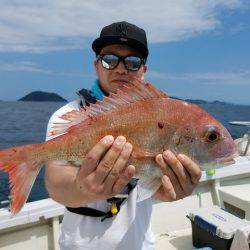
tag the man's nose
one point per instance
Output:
(120, 68)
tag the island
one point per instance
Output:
(40, 96)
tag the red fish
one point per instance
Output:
(147, 117)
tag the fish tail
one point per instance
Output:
(22, 173)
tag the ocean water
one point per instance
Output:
(25, 123)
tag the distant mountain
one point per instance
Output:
(40, 96)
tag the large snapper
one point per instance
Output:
(147, 117)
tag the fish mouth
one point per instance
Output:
(228, 160)
(121, 81)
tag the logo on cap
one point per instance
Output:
(123, 29)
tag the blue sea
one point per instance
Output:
(25, 123)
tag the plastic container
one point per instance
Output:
(214, 227)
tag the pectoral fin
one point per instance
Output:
(140, 153)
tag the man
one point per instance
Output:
(121, 53)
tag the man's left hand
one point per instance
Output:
(180, 176)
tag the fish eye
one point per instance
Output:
(212, 136)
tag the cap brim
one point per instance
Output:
(102, 42)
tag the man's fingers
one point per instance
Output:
(94, 156)
(123, 179)
(168, 188)
(108, 161)
(192, 168)
(118, 167)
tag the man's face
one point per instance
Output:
(111, 80)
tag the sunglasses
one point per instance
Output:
(110, 61)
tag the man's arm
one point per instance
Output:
(103, 174)
(180, 176)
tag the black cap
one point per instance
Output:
(122, 33)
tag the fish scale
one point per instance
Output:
(146, 116)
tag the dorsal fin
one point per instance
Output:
(136, 91)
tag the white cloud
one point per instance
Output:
(31, 67)
(46, 25)
(233, 78)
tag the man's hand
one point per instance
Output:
(180, 176)
(104, 172)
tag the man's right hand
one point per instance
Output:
(103, 174)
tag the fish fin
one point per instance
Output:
(136, 91)
(22, 174)
(140, 153)
(147, 188)
(69, 120)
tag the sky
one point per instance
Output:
(199, 49)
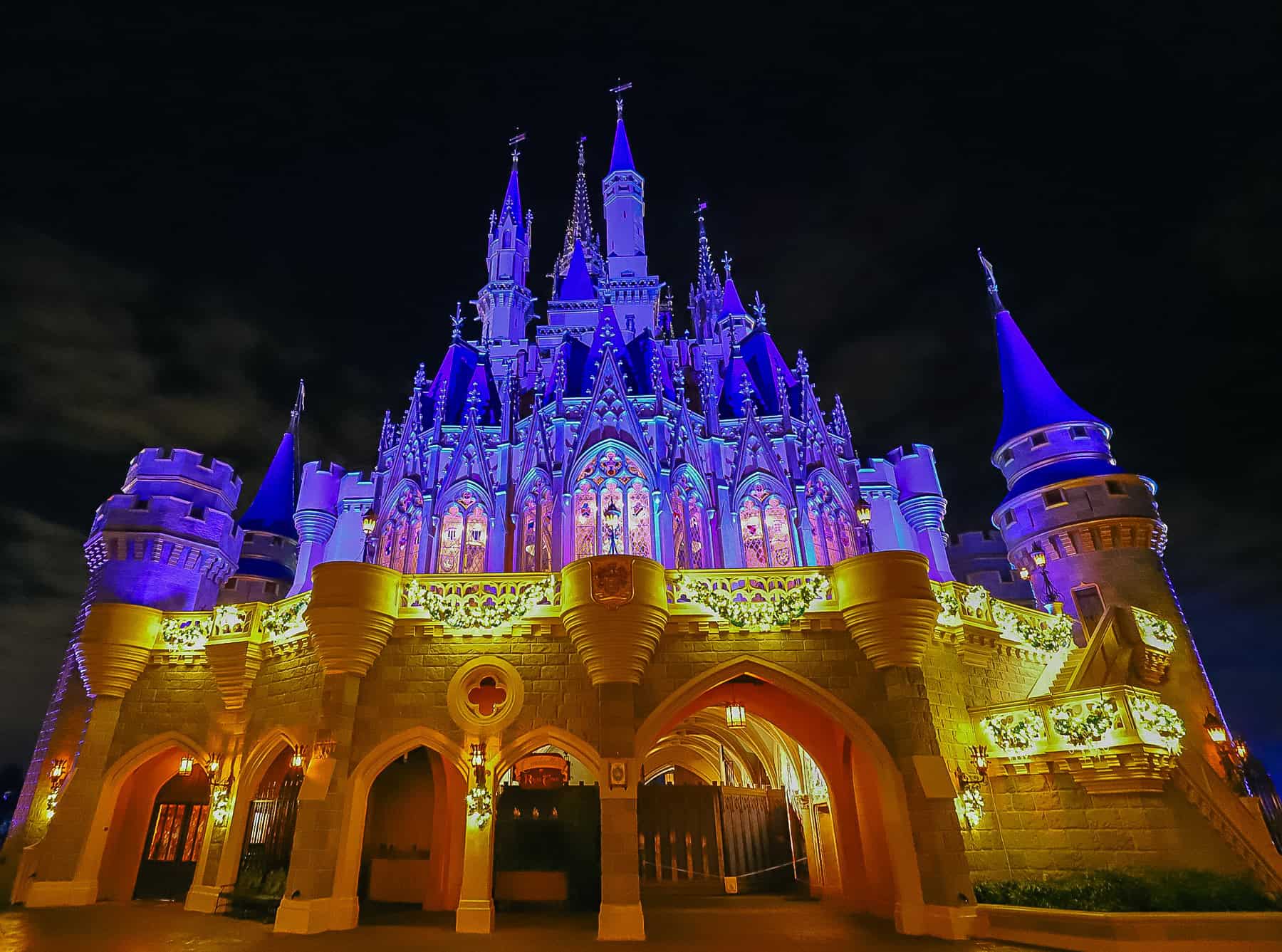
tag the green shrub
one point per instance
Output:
(1134, 891)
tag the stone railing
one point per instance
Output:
(977, 624)
(1113, 740)
(518, 602)
(756, 600)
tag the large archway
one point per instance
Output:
(389, 849)
(548, 824)
(871, 841)
(123, 817)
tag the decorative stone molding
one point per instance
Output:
(235, 661)
(485, 696)
(615, 607)
(886, 602)
(352, 614)
(115, 647)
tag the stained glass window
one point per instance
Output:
(609, 483)
(403, 527)
(689, 523)
(766, 530)
(830, 523)
(464, 536)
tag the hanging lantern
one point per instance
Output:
(1216, 729)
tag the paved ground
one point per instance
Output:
(735, 924)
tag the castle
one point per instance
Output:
(618, 607)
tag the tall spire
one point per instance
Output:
(578, 229)
(1031, 399)
(707, 296)
(621, 157)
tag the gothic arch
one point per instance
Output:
(357, 802)
(126, 766)
(865, 787)
(540, 737)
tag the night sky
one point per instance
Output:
(200, 208)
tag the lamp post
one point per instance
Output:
(368, 523)
(613, 519)
(865, 514)
(1049, 594)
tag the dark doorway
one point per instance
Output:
(177, 830)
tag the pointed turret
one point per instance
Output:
(271, 550)
(577, 282)
(578, 230)
(504, 304)
(1031, 399)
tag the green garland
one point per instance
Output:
(1154, 629)
(1085, 729)
(285, 619)
(950, 610)
(480, 805)
(1014, 733)
(1054, 634)
(1158, 719)
(480, 609)
(185, 634)
(786, 605)
(971, 802)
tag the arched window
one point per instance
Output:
(535, 550)
(612, 506)
(830, 522)
(403, 524)
(464, 533)
(689, 523)
(766, 530)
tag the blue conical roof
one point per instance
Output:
(272, 509)
(1031, 399)
(577, 285)
(621, 159)
(731, 301)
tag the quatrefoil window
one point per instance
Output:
(487, 696)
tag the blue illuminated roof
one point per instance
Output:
(1031, 399)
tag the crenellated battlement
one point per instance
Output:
(158, 466)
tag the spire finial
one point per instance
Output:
(618, 95)
(990, 278)
(298, 408)
(516, 147)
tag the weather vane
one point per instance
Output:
(618, 95)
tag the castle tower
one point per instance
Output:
(168, 538)
(504, 304)
(1070, 503)
(271, 543)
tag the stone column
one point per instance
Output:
(887, 607)
(615, 610)
(476, 899)
(350, 617)
(113, 650)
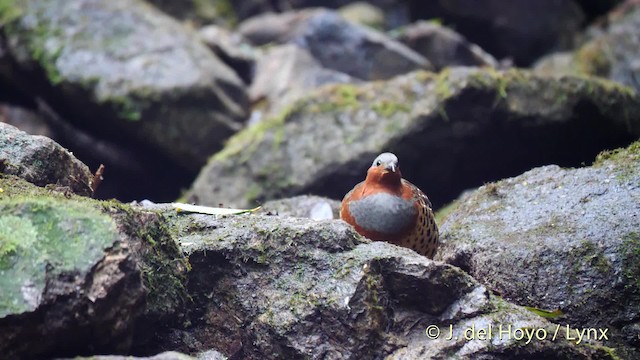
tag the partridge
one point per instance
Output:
(386, 207)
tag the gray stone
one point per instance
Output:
(612, 51)
(442, 46)
(286, 73)
(78, 274)
(451, 131)
(231, 48)
(522, 31)
(99, 70)
(272, 287)
(42, 161)
(303, 206)
(335, 43)
(556, 238)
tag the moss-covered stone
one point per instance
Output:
(38, 238)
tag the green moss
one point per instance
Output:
(386, 108)
(9, 11)
(444, 212)
(630, 253)
(253, 193)
(626, 160)
(337, 97)
(223, 9)
(126, 108)
(43, 238)
(592, 59)
(246, 141)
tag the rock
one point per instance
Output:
(25, 119)
(556, 238)
(168, 355)
(335, 43)
(42, 161)
(232, 49)
(286, 73)
(198, 12)
(94, 64)
(523, 32)
(268, 287)
(451, 131)
(77, 274)
(395, 12)
(363, 13)
(304, 206)
(612, 52)
(442, 46)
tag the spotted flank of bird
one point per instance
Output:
(386, 207)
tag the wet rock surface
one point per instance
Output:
(300, 107)
(299, 288)
(443, 46)
(611, 51)
(336, 43)
(42, 161)
(167, 104)
(446, 130)
(77, 274)
(522, 32)
(556, 238)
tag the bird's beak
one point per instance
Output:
(390, 167)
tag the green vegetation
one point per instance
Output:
(630, 251)
(9, 11)
(42, 238)
(627, 161)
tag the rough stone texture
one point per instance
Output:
(231, 48)
(25, 119)
(451, 131)
(287, 73)
(395, 12)
(522, 31)
(612, 51)
(198, 12)
(77, 274)
(555, 238)
(442, 46)
(363, 13)
(264, 287)
(41, 161)
(168, 355)
(95, 65)
(335, 43)
(303, 206)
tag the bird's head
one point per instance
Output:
(385, 169)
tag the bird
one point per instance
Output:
(386, 207)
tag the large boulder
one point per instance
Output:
(336, 43)
(95, 65)
(611, 51)
(78, 275)
(395, 12)
(42, 161)
(271, 287)
(452, 131)
(520, 31)
(556, 238)
(286, 73)
(442, 46)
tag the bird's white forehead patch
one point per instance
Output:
(385, 158)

——————

> [Problem to work on]:
Quote the records in full and exactly; skip any image.

> [Answer to this problem]:
tag the man's nose
one point per instance
Output:
(120, 68)
tag the island
one point per instance
Output:
(40, 96)
tag the red fish
one point per instance
Output:
(147, 117)
tag the fish tail
one point per instance
Output:
(22, 173)
tag the ocean water
one point per instance
Output:
(25, 123)
tag the distant mountain
one point per instance
Output:
(40, 96)
tag the large snapper
one point per instance
Output:
(147, 117)
tag the fish mouth
one point per instance
Output:
(228, 160)
(121, 81)
tag the logo on cap
one point per instance
Output:
(123, 29)
tag the blue sea
one point per instance
Output:
(25, 123)
tag the plastic container
one point per instance
Output:
(214, 227)
tag the pectoral fin
one point per instance
Output:
(140, 153)
tag the man
one point per instance
Output:
(121, 53)
tag the man's left hand
one point per instance
Output:
(180, 176)
tag the fish eye
one point per instance
Output:
(212, 136)
tag the cap brim
one point per instance
Output:
(102, 42)
tag the man's fingers
one point per instance
Output:
(94, 156)
(123, 179)
(168, 188)
(108, 161)
(192, 168)
(118, 167)
tag the man's face
one point per instance
Output:
(111, 80)
tag the sunglasses
one point per instance
Output:
(110, 61)
tag the man's arm
one point per instance
Output:
(103, 174)
(180, 176)
tag the black cap
one point per instance
Output:
(122, 33)
tag the fish scale
one point per instance
Output:
(146, 116)
tag the dorsal fin
one point per instance
Output:
(136, 91)
tag the white cloud
one point per instance
Output:
(31, 67)
(46, 25)
(233, 78)
tag the man's hand
one point per instance
Output:
(180, 176)
(104, 172)
tag the man's right hand
one point per instance
Output:
(103, 174)
tag the fish fin
one point per instance
Output:
(136, 91)
(22, 174)
(140, 153)
(147, 188)
(69, 120)
tag the sky
one point per instance
Output:
(199, 49)
tag the green shrub
one point per instance
Output:
(1134, 891)
tag the stone railing
one point per instance
Output:
(977, 624)
(1113, 740)
(518, 602)
(756, 600)
tag the large archway
one point per instance
Output:
(389, 849)
(548, 824)
(871, 841)
(123, 817)
tag the decorative stone molding
one point per instance
Output:
(235, 661)
(485, 696)
(615, 607)
(886, 602)
(352, 614)
(115, 647)
tag the stained glass window
one point per instance
Output:
(609, 483)
(403, 527)
(689, 523)
(766, 530)
(830, 523)
(464, 536)
tag the hanging lantern
one point per instance
Output:
(1216, 729)
tag the paved ground
one point per instance
Output:
(735, 924)
tag the castle
one point per instance
Output:
(618, 607)
tag the tall spire
one point per instance
Output:
(578, 229)
(1031, 399)
(707, 296)
(621, 157)
tag the gothic arch
one point per instance
Output:
(357, 802)
(126, 766)
(865, 787)
(540, 737)
tag the night sky
one point per instance
Output:
(200, 208)
tag the lamp post
one point per instance
Output:
(368, 523)
(613, 519)
(865, 514)
(1049, 594)
tag the dark doorway
one point per instance
Output:
(177, 830)
tag the pointed turret
one point per instance
Output:
(271, 550)
(577, 282)
(578, 230)
(504, 304)
(1031, 399)
tag the green garland
one point per instance
Output:
(1154, 629)
(1085, 729)
(285, 619)
(950, 610)
(480, 805)
(1014, 733)
(1054, 634)
(1158, 719)
(480, 609)
(185, 634)
(786, 605)
(971, 802)
tag the arched window
one point per instance
Output:
(535, 550)
(612, 506)
(830, 522)
(403, 524)
(464, 533)
(689, 523)
(766, 530)
tag the blue conical roof
one point per instance
Output:
(272, 509)
(1031, 399)
(577, 285)
(621, 159)
(731, 301)
tag the quatrefoil window
one point per instance
Output:
(487, 696)
tag the blue illuminated roof
one point per instance
Output:
(1031, 399)
tag the crenellated battlement
one point per instance
Output:
(158, 466)
tag the spire finial
one point per instance
Output:
(618, 95)
(990, 278)
(298, 408)
(516, 147)
tag the weather vane
one point per instance
Output:
(618, 95)
tag the castle tower
one point per instance
Output:
(168, 538)
(504, 304)
(1070, 503)
(271, 543)
tag the stone column
one point per instance
Output:
(887, 607)
(615, 610)
(476, 899)
(350, 617)
(113, 650)
tag the partridge
one point per instance
Output:
(386, 207)
tag the gray stone
one point per instance
Output:
(612, 51)
(442, 46)
(286, 73)
(78, 274)
(451, 131)
(231, 48)
(522, 31)
(99, 70)
(272, 287)
(42, 161)
(303, 206)
(335, 43)
(556, 238)
tag the moss-covered stone
one point per instance
Output:
(38, 238)
tag the green moss
one point per instance
Output:
(386, 108)
(9, 11)
(444, 212)
(630, 253)
(253, 193)
(626, 160)
(337, 97)
(223, 9)
(126, 108)
(43, 238)
(592, 59)
(246, 141)
tag the rock
one point per instance
Output:
(25, 119)
(556, 238)
(168, 355)
(335, 43)
(42, 161)
(232, 49)
(286, 73)
(198, 12)
(94, 64)
(523, 32)
(268, 287)
(451, 131)
(77, 274)
(395, 12)
(363, 13)
(304, 206)
(612, 52)
(442, 46)
tag the spotted flank of bird
one point per instance
Output:
(386, 207)
tag the wet rock surface
one point per instance
Output:
(300, 107)
(299, 288)
(443, 46)
(611, 51)
(336, 43)
(42, 161)
(167, 104)
(446, 130)
(77, 274)
(522, 32)
(556, 238)
tag the bird's beak
one point per instance
Output:
(390, 167)
tag the green vegetation
one point per instance
Output:
(630, 251)
(9, 11)
(42, 238)
(627, 161)
tag the rough stone texture
one point per instance
Output:
(231, 48)
(25, 119)
(451, 131)
(287, 73)
(395, 12)
(522, 31)
(612, 51)
(198, 12)
(77, 274)
(555, 238)
(442, 46)
(363, 13)
(264, 287)
(41, 161)
(168, 355)
(95, 65)
(335, 43)
(303, 206)
tag the bird's head
one point per instance
Output:
(385, 169)
tag the bird
one point per instance
Output:
(386, 207)
tag the large boulder
one point per instance
Output:
(336, 43)
(95, 65)
(611, 51)
(78, 275)
(395, 12)
(42, 161)
(271, 287)
(452, 131)
(520, 31)
(556, 238)
(286, 73)
(442, 46)
tag the bird's white forehead patch
one point per instance
Output:
(385, 158)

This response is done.